DH has a terminal illness, although no one wants to put a figure on it so I don't know how long we'll be in this situation.
ATM, he has a lot of pain and is completely bedbound - can't even use a bed pan, so is completely dependant on me and carers. However, oddly, he seems quite well in himself, has a big appetite, is talkative and seems happy enough with Netflix! Mostly awake during the day. Really doesn't seem like a man at death's door. No one can/will tell me what we should be looking at in terms of speed of progression of the illness.
I'm wondering what a normal expectation is re my work. I need to keep my job, I have almost 20 years before normal retirement age, I need to keep a roof over his head, support myself after he's gone and help our DC finish their education. (If they want it).
In theory care is in place to enable me to work as usual, four visits a day. I work close to home, so can be home within minutes in an emergency.
DS2 is wfh for the time being. He's only 17 so I'd hate a big burden to fall to him but he is there to get help if needed.
Neighbours both sides have said "anything we can do" and I will take them at their word if I need it. We also have friends and family locally although most also out at work, especially as things start to return to normal re Covid.

● ● ●

WORK TASK:
Answer these questions from the post about caring at home for a terminally ill husband:
(a) How many care visits a day are in place?
(b) How old is DS2?
(c) How many years does the writer have before normal retirement age?
The material that comes next is not needed for anything here.

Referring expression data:
● ● ●

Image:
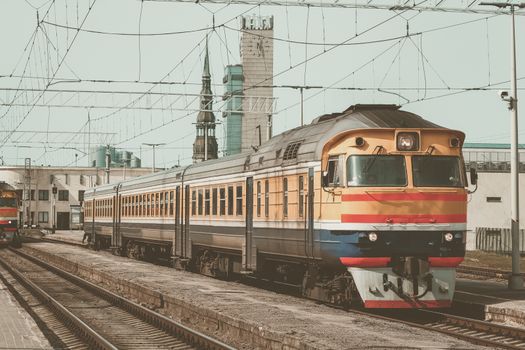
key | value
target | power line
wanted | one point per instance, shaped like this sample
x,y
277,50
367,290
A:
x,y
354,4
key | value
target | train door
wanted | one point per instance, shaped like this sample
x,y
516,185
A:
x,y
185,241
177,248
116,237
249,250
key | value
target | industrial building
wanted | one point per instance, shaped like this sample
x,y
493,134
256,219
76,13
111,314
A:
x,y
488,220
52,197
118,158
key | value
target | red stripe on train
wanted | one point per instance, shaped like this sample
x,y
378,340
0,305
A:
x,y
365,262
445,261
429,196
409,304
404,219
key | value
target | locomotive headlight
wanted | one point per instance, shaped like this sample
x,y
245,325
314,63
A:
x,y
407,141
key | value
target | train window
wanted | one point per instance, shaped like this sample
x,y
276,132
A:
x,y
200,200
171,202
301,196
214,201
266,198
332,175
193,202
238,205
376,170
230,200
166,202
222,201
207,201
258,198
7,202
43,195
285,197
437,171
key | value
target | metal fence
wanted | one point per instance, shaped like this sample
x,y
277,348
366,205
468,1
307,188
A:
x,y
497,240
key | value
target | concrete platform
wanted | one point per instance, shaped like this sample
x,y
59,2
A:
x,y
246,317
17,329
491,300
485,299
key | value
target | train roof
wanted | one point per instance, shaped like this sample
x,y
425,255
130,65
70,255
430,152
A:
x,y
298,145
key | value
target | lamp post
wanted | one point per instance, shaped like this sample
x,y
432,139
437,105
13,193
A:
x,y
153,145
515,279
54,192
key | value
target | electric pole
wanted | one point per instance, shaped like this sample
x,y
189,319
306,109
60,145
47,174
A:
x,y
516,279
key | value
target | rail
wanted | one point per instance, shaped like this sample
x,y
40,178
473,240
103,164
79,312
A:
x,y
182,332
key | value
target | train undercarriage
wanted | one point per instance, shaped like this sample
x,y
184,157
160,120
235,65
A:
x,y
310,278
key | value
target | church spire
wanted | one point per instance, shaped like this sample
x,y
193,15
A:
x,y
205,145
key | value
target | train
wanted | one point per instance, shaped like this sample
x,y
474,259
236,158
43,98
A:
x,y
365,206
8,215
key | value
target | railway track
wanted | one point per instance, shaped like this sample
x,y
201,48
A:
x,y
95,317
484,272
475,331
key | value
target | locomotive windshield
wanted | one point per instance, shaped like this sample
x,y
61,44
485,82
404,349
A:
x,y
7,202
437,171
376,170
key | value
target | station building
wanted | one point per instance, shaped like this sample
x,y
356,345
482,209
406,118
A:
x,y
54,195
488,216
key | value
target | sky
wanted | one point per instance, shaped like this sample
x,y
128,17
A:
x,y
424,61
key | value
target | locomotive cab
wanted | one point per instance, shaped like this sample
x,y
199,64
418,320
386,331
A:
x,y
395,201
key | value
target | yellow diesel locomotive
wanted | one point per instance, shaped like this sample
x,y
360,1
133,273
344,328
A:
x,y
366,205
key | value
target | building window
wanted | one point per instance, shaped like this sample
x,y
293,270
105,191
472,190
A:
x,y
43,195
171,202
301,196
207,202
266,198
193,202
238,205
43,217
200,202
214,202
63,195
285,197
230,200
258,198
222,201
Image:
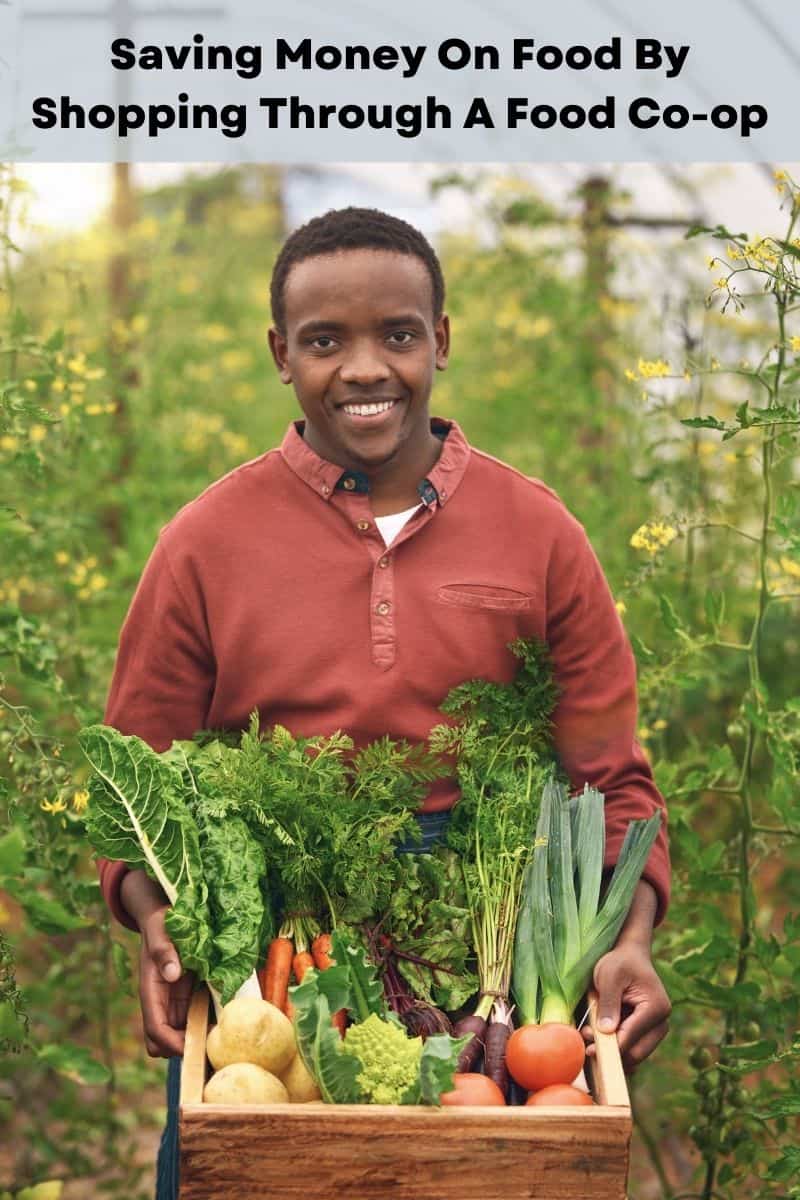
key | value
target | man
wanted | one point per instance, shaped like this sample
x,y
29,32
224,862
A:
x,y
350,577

● ● ●

REPLY:
(a) Four visits a day.
(b) 17.
(c) Almost 20 years.